### 練習問題:
1) 伝統構法についての文章を読んで、次の問いに答えてください。
(a) 熊本地震の益城町で、全壊・倒壊した伝統構法の建物の割合は何%ですか。
(b) 同じ地域内の建物全体では、無被害だった建物は何%ですか。
(c) 現代の建物には見られない伝統構法の部材として、何が挙げられていますか。
2) 伝統構法についての文章のうち、「建物の安全性について本当のプロが綴る構造に特化したブログ」で始まって「が残っていることもあります。」までの部分を書き写してください。その際、「古民家」を「古い民家」に置き換えてください。

### 本文:
▼
バッコ博士の構造塾

建物の安全性について本当のプロが綴る構造に特化したブログ

伝統構法は地震に強いか:被害状況と耐震性、構造計算について

日本では小規模な建物のほとんどが木造でできていますが、同じ木造と言ってもいろいろなものがあります。多数を占めるのが「在来軸組構法」、耐震性が高いと言われ近年増加傾向にある「枠組壁構法」、そして日本古来の方式である「伝統構法」です。

 

寺社仏閣や古民家は、基本的に伝統構法で建てられています。これらの建物が現存するということは、自然災害の多い日本において、何十年、あるいは何百年と耐え続けてきたということです。

 

最新の基準に従って建てられているはずの新築の住宅が、大地震によって無残に倒れてしまうこともあります。一方で、大工の勘に頼って建てられた大昔の神社が残っていることもあります。

 

何か構法自体に地震に強くなる秘密があるのではないか、と感じるのではないでしょうか。そのためもあってか、現代でも伝統構法で住宅を新築したいという需要があります。

 

では、実際のところ、伝統構法は本当に地震に強いのでしょうか。

 

 

熊本地震による被害状況

まずは論より証拠。実際に伝統構法の建物が、地震時に被害を受けているのかどうかを見てみましょう。2016年の熊本地震では詳細な調査がなされ、報告書がまとめられています。

熊本地震の被害状況から考える木造住宅の耐震性

 

それによると、震度7を二回記録した益城町において、全壊・倒壊した伝統構法の建物の割合は68%にも及んでいます。在来軸組構法の29%、枠組壁構法の9%と比べ、圧倒的な数字です。

 

また、無被害となった建物の割合も非常に低くなっています。伝統構法の建物全体でわずか1%と小さく、新しいものであっても何かしらの被害が出ているようです。地域内の建物全体では21%が無被害ですから、その差は歴然です。

 

伝統構法の建物の中には地震に強いものもあるのでしょうが、耐震性の劣るものが大半を占めるということは知っておくべき事実です。

 

伝統構法の構造的特徴

構成要素

伝統構法の建物には、現代の建物には見られない部材があります。貫や土壁、太い通し柱などです。大工の手で、手間暇かけて建てられていました。
▲
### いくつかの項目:
▼
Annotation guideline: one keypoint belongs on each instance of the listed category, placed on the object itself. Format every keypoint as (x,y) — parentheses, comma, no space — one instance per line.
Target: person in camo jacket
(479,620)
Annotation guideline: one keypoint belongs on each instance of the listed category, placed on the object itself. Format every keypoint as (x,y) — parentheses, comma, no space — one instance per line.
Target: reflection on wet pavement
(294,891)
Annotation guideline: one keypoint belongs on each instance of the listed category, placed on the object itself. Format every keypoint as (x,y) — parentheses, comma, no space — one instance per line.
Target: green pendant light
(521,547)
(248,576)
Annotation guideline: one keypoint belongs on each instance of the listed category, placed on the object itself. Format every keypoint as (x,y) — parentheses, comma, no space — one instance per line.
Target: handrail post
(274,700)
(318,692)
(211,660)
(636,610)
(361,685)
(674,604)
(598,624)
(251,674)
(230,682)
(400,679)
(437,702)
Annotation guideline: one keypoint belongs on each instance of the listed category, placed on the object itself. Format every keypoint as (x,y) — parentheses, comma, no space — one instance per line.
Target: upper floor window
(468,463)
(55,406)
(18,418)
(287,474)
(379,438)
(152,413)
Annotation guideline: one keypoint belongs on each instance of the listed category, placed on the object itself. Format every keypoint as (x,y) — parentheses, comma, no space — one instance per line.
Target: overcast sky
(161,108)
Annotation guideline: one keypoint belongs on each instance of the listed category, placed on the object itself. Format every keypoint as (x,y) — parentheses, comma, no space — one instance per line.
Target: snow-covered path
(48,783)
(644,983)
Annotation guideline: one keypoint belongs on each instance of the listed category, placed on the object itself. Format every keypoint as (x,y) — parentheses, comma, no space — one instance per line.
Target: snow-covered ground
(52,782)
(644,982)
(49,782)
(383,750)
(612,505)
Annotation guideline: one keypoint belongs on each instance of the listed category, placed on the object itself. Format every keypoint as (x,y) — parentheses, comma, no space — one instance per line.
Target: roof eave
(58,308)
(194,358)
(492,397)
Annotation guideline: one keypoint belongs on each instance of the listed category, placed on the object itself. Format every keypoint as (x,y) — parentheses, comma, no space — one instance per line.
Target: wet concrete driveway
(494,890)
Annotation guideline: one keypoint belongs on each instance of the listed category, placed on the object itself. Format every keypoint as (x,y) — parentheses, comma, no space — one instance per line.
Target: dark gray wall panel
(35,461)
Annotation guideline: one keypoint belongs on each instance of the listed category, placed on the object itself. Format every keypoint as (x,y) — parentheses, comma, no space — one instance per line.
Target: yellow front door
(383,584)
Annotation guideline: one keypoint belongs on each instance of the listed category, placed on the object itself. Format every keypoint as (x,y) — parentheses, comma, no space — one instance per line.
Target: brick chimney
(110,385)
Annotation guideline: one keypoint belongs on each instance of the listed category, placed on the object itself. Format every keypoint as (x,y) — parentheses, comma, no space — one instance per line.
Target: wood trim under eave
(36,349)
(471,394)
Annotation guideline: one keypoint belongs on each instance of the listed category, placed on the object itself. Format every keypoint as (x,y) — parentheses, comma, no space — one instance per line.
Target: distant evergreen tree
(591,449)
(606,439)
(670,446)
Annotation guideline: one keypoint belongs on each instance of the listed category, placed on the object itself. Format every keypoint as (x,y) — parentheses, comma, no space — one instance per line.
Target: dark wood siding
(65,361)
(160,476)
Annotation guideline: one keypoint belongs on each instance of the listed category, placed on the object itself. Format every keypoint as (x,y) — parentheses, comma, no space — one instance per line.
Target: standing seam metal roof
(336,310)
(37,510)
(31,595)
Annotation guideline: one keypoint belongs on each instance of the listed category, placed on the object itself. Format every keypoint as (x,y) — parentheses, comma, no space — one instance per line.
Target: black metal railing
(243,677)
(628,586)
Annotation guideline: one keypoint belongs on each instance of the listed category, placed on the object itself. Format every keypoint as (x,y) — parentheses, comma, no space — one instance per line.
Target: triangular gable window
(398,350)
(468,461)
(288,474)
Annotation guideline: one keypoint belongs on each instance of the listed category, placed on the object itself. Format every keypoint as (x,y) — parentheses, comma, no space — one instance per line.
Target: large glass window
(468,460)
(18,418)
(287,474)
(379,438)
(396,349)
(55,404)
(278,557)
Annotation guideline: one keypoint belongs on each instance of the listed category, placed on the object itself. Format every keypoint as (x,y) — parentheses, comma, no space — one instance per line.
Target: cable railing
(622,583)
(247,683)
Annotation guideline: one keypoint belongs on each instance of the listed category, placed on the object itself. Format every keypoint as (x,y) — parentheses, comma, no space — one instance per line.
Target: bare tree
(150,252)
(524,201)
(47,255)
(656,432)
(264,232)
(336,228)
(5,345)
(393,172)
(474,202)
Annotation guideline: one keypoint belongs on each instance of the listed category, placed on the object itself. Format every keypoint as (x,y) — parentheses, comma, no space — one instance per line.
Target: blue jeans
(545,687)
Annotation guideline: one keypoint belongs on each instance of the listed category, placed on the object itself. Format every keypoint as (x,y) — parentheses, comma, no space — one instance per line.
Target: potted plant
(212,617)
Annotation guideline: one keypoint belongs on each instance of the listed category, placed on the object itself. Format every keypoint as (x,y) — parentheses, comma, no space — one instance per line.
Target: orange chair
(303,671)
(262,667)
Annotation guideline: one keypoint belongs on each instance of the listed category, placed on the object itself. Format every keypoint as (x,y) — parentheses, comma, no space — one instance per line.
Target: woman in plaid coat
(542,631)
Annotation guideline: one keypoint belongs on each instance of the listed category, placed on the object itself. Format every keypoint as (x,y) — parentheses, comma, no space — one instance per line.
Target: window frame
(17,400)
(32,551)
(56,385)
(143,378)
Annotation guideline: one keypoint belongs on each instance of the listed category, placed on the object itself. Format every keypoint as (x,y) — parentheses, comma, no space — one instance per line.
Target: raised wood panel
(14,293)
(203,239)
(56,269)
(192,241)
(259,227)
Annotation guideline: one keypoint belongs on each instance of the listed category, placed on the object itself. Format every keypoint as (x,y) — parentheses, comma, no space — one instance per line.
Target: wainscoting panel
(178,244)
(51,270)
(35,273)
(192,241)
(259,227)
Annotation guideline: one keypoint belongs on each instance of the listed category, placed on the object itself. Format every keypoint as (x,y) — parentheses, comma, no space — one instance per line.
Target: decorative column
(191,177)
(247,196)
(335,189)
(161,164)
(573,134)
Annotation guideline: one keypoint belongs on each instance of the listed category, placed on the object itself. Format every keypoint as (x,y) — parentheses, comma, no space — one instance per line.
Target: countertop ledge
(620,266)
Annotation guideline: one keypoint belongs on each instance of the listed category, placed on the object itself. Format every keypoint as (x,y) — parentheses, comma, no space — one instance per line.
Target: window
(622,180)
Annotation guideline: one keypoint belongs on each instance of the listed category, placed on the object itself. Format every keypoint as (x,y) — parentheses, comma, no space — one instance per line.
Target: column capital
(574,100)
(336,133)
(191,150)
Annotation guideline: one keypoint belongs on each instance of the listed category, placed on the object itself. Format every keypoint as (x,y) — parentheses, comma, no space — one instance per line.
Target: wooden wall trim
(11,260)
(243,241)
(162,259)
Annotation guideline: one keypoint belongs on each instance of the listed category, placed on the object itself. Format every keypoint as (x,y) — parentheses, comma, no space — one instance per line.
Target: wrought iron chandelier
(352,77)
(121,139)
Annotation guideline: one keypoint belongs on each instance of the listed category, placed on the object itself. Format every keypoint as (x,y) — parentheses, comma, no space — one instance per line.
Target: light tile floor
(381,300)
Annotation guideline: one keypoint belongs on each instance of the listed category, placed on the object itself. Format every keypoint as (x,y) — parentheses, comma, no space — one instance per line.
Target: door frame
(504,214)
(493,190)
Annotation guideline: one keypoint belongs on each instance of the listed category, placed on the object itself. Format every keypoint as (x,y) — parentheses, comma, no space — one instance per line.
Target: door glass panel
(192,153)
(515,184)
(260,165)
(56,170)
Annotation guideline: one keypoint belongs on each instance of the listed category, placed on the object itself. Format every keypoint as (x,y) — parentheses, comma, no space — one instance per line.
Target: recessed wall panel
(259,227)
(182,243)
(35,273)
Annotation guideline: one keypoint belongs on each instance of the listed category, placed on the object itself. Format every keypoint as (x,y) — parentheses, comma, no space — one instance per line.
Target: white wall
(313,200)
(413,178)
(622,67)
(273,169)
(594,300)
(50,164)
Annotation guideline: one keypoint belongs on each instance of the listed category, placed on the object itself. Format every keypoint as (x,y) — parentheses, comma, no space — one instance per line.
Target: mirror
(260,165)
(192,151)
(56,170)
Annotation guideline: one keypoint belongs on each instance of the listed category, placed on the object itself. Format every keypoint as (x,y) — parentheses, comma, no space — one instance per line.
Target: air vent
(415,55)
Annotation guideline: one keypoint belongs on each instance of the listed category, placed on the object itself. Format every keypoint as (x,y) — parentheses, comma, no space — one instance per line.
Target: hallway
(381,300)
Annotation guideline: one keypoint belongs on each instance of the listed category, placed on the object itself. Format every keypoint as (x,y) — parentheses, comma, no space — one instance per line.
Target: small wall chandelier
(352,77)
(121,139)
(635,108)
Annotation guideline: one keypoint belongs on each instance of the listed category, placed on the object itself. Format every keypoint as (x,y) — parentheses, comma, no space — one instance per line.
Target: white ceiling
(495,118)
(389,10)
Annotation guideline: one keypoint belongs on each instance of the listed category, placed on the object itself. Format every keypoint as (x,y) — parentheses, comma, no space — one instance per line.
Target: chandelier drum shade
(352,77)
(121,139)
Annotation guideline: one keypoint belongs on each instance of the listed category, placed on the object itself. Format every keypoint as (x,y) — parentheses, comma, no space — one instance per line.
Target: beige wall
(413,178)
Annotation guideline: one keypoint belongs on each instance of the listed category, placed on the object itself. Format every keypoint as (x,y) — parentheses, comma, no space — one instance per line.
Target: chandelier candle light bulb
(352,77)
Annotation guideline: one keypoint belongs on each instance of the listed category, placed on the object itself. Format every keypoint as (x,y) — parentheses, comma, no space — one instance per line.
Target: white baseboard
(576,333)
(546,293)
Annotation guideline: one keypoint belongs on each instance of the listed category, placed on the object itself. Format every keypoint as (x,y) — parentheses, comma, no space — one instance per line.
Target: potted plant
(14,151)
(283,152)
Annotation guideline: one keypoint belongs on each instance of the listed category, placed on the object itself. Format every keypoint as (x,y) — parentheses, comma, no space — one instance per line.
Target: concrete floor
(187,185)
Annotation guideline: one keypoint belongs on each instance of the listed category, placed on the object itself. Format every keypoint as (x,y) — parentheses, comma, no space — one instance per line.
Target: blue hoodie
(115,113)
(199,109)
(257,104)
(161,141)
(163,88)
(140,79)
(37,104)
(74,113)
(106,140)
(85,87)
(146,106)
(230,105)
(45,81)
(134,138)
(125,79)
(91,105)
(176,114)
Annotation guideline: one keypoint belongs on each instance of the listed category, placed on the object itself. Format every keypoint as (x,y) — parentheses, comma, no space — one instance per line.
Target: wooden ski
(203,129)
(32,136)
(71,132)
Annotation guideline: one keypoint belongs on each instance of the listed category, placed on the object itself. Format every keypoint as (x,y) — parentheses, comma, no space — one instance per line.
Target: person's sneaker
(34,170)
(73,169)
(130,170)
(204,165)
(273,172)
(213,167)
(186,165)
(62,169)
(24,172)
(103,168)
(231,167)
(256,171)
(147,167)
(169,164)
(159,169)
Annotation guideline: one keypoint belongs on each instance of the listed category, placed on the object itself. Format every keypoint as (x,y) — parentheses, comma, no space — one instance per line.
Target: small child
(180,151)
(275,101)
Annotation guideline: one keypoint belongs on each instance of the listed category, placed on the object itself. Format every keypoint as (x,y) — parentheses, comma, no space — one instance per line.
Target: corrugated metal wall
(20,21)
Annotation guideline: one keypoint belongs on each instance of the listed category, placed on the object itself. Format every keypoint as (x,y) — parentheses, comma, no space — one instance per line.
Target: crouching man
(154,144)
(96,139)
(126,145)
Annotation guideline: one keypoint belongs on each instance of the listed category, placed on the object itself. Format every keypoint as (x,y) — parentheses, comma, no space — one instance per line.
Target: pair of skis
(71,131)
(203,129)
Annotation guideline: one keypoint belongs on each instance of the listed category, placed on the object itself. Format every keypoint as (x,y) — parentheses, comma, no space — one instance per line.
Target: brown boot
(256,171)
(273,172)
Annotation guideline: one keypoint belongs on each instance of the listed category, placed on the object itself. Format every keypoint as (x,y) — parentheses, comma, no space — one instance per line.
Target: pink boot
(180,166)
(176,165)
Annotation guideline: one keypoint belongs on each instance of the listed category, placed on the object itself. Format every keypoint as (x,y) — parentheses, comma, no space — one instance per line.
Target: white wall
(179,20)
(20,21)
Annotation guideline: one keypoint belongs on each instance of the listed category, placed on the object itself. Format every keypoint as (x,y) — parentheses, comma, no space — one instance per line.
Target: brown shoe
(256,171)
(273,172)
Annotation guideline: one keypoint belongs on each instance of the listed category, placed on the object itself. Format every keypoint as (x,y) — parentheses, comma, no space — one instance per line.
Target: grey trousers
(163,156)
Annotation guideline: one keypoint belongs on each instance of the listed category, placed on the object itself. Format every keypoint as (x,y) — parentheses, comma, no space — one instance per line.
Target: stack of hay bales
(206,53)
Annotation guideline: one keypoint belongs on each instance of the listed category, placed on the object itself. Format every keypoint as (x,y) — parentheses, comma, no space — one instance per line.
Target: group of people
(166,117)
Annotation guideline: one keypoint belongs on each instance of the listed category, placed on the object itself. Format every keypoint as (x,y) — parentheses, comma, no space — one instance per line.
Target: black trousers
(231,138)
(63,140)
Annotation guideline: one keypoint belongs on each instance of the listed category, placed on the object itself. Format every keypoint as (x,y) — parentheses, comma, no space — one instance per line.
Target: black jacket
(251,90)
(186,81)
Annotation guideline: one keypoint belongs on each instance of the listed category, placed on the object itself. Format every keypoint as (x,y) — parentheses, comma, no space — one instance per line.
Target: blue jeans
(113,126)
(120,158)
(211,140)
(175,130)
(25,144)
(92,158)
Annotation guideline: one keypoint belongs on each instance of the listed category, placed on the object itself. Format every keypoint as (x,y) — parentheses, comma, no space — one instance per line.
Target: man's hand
▲
### 課題ごとの答え:
1)
(a) 68%
(b) 21%
(c) 貫、土壁、太い通し柱

2)
建物の安全性について本当のプロが綴る構造に特化したブログ

伝統構法は地震に強いか:被害状況と耐震性、構造計算について

日本では小規模な建物のほとんどが木造でできていますが、同じ木造と言ってもいろいろなものがあります。多数を占めるのが「在来軸組構法」、耐震性が高いと言われ近年増加傾向にある「枠組壁構法」、そして日本古来の方式である「伝統構法」です。

 

寺社仏閣や古い民家は、基本的に伝統構法で建てられています。これらの建物が現存するということは、自然災害の多い日本において、何十年、あるいは何百年と耐え続けてきたということです。

 

最新の基準に従って建てられているはずの新築の住宅が、大地震によって無残に倒れてしまうこともあります。一方で、大工の勘に頼って建てられた大昔の神社が残っていることもあります。